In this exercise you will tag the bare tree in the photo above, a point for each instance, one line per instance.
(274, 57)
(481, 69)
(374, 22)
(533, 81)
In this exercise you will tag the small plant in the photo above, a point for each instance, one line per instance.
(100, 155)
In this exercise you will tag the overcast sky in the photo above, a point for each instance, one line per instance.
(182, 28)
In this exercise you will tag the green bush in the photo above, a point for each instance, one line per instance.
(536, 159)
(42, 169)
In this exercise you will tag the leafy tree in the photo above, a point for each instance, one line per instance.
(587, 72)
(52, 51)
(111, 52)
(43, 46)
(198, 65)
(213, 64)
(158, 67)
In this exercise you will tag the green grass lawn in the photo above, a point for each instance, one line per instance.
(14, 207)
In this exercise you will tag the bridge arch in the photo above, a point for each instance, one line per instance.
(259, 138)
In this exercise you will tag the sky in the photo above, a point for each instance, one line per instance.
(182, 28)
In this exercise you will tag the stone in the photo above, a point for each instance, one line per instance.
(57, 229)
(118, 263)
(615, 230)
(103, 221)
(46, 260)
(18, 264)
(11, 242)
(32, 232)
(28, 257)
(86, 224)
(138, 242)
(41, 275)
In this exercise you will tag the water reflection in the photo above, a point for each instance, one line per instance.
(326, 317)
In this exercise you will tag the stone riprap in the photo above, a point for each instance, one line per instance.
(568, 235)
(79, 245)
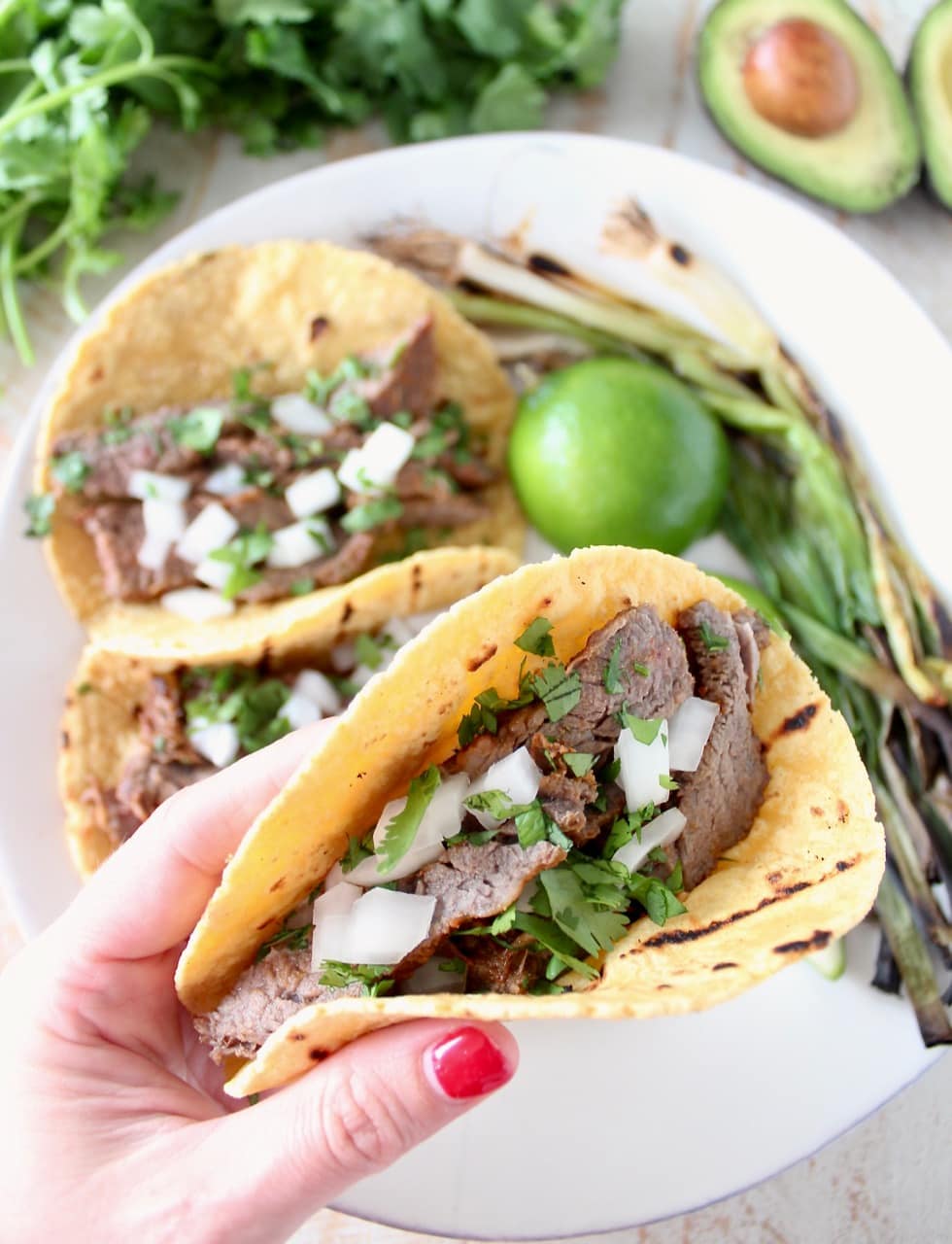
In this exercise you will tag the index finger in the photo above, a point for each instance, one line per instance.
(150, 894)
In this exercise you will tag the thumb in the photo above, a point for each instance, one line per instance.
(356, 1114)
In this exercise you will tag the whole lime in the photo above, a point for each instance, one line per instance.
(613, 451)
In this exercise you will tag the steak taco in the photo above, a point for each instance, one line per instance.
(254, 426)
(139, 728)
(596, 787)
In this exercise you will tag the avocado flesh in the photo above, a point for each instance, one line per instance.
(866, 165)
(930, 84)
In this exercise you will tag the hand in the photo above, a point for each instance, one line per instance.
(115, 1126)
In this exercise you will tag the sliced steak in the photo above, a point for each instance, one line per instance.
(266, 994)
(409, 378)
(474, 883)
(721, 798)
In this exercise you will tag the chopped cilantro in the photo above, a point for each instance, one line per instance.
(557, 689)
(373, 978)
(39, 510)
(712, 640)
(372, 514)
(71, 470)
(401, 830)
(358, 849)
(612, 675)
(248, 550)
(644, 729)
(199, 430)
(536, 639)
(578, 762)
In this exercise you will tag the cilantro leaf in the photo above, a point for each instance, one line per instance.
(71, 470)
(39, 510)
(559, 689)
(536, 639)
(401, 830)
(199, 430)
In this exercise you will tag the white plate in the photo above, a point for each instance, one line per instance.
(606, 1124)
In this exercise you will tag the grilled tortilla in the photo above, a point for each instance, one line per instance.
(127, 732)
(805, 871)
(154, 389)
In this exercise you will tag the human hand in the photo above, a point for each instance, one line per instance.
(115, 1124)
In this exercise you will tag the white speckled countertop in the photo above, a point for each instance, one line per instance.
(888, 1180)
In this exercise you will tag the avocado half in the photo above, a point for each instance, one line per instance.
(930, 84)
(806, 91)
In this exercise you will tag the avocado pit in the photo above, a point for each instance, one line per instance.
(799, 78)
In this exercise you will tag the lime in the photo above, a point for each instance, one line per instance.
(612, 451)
= = = = = = =
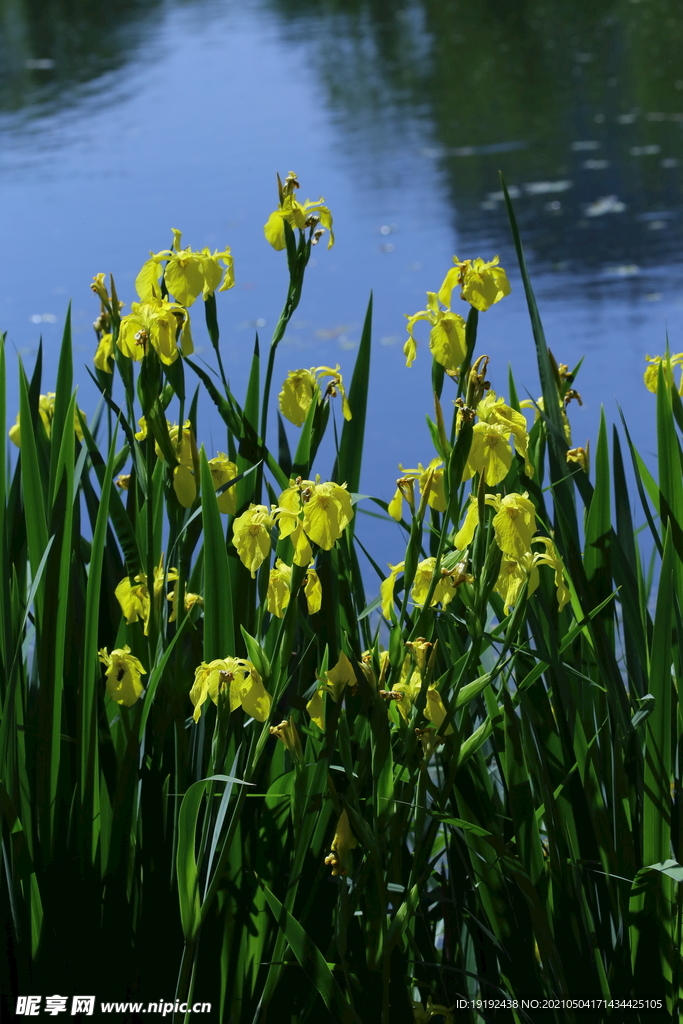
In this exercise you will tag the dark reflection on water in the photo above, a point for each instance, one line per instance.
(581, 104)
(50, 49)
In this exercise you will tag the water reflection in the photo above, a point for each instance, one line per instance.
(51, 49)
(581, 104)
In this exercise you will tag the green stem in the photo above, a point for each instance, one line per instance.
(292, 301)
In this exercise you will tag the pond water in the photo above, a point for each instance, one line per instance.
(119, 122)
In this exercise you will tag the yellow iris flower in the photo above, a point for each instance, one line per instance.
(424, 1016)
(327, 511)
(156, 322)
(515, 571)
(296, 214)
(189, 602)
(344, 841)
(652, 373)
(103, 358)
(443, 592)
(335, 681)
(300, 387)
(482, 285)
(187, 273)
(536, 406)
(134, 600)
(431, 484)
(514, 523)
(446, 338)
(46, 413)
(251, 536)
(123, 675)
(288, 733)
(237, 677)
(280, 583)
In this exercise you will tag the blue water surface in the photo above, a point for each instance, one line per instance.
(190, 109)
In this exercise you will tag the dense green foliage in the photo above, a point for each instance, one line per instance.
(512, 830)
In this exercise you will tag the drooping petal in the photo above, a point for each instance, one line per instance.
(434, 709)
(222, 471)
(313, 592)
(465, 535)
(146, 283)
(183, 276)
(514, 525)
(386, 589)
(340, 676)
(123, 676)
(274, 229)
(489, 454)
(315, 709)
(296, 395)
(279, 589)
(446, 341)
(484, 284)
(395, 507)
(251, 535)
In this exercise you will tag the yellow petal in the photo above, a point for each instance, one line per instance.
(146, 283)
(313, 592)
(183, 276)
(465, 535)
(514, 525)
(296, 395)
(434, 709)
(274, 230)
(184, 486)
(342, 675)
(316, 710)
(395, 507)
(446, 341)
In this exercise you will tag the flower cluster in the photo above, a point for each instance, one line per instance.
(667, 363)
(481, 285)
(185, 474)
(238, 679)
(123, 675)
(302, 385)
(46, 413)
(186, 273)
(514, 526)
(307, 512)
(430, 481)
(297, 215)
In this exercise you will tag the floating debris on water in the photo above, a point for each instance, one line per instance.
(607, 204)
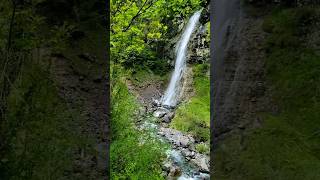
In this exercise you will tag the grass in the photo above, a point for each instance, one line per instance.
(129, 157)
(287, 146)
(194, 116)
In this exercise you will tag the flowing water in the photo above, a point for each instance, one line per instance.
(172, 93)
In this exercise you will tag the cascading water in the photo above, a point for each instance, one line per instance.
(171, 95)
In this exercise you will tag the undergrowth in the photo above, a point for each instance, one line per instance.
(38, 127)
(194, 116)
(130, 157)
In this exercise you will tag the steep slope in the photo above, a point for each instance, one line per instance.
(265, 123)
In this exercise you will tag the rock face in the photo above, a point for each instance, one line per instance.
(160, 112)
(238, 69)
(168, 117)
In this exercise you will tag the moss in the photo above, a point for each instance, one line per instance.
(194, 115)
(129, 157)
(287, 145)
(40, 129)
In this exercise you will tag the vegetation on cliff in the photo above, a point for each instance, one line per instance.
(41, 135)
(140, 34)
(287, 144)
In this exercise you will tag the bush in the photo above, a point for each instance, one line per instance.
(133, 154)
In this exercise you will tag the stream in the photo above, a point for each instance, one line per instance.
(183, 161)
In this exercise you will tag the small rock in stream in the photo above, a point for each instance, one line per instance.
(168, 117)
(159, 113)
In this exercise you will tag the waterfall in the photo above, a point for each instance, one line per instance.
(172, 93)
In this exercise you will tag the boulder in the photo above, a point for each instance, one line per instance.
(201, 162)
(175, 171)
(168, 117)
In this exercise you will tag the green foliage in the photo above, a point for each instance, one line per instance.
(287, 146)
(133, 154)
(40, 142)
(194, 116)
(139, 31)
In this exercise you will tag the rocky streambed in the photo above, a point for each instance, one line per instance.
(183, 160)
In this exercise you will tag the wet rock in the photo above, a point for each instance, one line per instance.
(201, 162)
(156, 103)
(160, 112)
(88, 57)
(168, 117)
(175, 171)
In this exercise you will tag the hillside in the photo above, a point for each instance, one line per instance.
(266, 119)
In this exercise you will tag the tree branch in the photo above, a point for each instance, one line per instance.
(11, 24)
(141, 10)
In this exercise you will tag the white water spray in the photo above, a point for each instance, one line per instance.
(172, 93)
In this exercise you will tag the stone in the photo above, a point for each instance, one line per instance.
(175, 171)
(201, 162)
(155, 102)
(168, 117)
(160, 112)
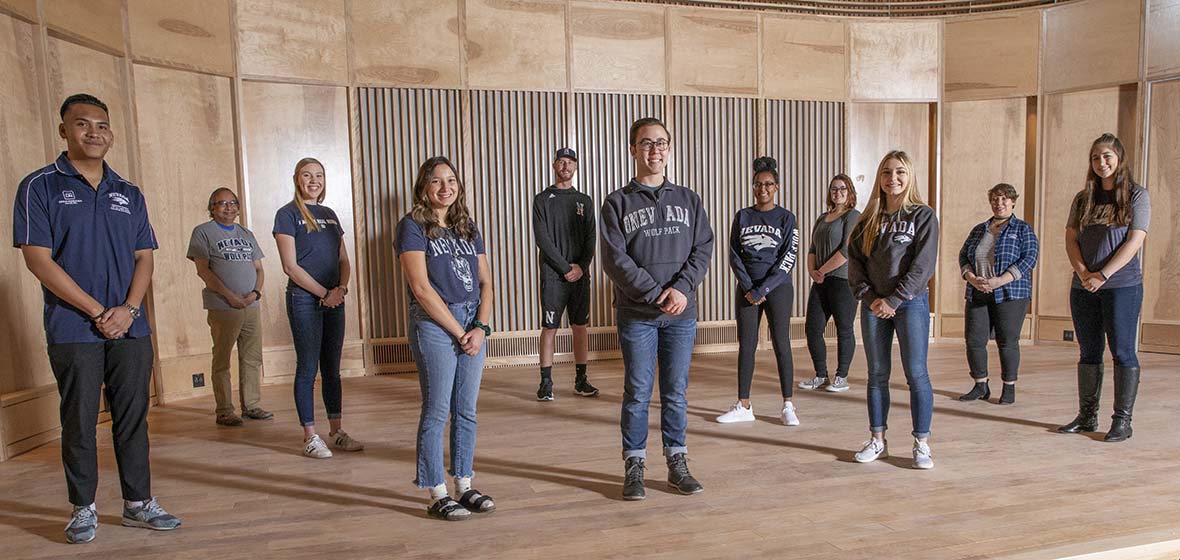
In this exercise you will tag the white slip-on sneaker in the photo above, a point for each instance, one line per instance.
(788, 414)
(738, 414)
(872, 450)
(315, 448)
= = = = = = =
What is required: Please copy out, character for character, the rows starting at the one containing "In this exercise you will tag the sliced" and ending at the one containing "(888, 1180)", with both of those rows included.

Task response:
In this exercise you will tag the sliced steak in the photo above, a point for each instance, one line per instance.
(266, 994)
(409, 378)
(474, 883)
(721, 798)
In this exercise you will tag the chopped cilantro in the photo above, a point for each instance, one line per instance.
(557, 689)
(373, 978)
(39, 510)
(712, 640)
(372, 514)
(71, 470)
(401, 830)
(358, 849)
(612, 675)
(248, 550)
(644, 729)
(199, 430)
(536, 639)
(578, 762)
In this exercise you will tag the cilantro leaf in the photo above, a point for each instance, one line per instance.
(71, 470)
(39, 510)
(559, 689)
(536, 639)
(401, 830)
(199, 430)
In this exercise you will tag the white plate in the photo above, a point for each instance, one line per instance.
(606, 1124)
In this exercise you will tag the grilled tortilla in the photo above, a point for each instance, one line per instance.
(127, 732)
(805, 871)
(154, 389)
In this exercise you will tag the human hand in the photo above, a point for each instance, one line per instance.
(115, 1124)
In this exercise you will tag the white speckled countertop in the photo above, a point for each instance, one line per instance.
(888, 1180)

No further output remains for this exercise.